Your instructions: Pull out each line of the data that includes the word "door".

======== Material provided ========

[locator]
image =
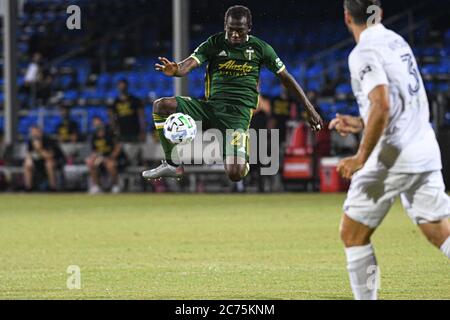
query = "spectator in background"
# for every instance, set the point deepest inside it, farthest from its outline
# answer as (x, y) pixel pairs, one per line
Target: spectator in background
(106, 155)
(68, 130)
(127, 115)
(43, 159)
(33, 76)
(34, 70)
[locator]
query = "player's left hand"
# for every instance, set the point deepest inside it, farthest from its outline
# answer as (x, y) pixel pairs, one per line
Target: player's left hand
(349, 166)
(315, 120)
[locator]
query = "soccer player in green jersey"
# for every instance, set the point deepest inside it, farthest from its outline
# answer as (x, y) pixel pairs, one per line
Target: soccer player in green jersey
(234, 62)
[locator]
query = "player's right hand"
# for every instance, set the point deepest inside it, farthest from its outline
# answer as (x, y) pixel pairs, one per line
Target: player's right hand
(167, 67)
(345, 125)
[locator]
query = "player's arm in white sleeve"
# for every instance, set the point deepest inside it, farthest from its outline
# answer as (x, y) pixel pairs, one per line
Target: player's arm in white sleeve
(374, 83)
(200, 56)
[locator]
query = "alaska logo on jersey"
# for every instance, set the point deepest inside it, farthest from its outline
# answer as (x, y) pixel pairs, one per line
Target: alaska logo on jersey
(231, 67)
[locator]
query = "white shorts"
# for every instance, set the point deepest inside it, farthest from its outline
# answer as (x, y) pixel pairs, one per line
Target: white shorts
(372, 193)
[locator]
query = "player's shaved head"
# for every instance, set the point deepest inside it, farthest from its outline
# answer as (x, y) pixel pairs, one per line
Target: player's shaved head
(239, 12)
(358, 9)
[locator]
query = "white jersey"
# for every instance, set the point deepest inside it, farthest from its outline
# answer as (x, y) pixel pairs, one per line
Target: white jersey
(408, 144)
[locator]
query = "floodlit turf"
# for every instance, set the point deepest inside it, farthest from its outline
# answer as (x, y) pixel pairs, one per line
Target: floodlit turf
(201, 247)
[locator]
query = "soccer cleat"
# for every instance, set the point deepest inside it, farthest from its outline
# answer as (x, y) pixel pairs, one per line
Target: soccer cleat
(165, 170)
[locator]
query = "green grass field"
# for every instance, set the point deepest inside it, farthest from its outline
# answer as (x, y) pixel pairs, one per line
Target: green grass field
(201, 247)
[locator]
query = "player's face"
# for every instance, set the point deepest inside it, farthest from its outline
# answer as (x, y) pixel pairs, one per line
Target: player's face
(237, 30)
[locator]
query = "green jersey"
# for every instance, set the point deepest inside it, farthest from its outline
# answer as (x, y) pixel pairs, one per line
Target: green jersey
(232, 74)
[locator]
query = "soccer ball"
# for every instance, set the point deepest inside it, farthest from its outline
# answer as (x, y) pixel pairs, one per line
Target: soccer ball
(180, 128)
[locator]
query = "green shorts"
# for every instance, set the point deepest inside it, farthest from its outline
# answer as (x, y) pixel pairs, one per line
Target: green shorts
(232, 121)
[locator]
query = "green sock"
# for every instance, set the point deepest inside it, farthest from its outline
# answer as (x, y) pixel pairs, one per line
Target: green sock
(167, 146)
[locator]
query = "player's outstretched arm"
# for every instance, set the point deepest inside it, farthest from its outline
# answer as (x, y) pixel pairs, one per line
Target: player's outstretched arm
(292, 85)
(376, 124)
(173, 69)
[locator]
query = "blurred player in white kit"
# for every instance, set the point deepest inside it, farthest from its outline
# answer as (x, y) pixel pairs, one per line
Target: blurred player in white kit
(398, 155)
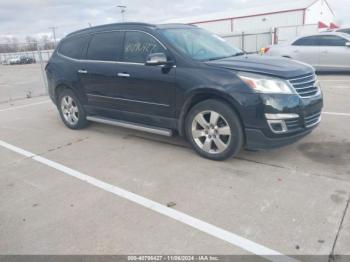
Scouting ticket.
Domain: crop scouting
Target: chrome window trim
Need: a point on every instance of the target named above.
(128, 100)
(105, 61)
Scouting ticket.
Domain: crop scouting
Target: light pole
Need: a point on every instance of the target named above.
(122, 11)
(53, 28)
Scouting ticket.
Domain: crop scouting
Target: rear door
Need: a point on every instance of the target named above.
(98, 73)
(334, 52)
(306, 50)
(142, 89)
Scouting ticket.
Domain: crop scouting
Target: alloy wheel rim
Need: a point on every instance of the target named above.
(211, 132)
(70, 110)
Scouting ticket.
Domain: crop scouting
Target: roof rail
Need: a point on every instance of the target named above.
(109, 25)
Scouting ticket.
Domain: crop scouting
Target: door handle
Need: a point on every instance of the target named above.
(126, 75)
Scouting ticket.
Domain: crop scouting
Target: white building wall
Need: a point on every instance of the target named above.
(218, 27)
(254, 24)
(267, 22)
(319, 12)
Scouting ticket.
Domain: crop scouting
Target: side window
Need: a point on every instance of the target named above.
(105, 46)
(306, 41)
(139, 45)
(73, 46)
(346, 31)
(332, 40)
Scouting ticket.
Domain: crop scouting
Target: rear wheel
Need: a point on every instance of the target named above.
(214, 130)
(71, 110)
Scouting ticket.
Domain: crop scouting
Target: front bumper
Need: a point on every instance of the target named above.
(298, 117)
(257, 140)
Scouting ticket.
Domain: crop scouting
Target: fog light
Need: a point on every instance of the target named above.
(277, 126)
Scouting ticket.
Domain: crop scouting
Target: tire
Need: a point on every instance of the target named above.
(214, 130)
(71, 110)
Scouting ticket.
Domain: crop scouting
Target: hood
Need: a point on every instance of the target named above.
(275, 66)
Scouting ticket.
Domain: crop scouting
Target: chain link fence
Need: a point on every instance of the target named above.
(22, 71)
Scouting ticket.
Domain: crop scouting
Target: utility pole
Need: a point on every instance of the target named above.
(122, 11)
(53, 28)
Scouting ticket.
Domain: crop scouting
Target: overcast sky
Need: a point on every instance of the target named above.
(34, 17)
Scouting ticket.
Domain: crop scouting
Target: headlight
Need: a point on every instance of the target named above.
(266, 84)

========

Exercise answer:
Target: rear door
Target: door handle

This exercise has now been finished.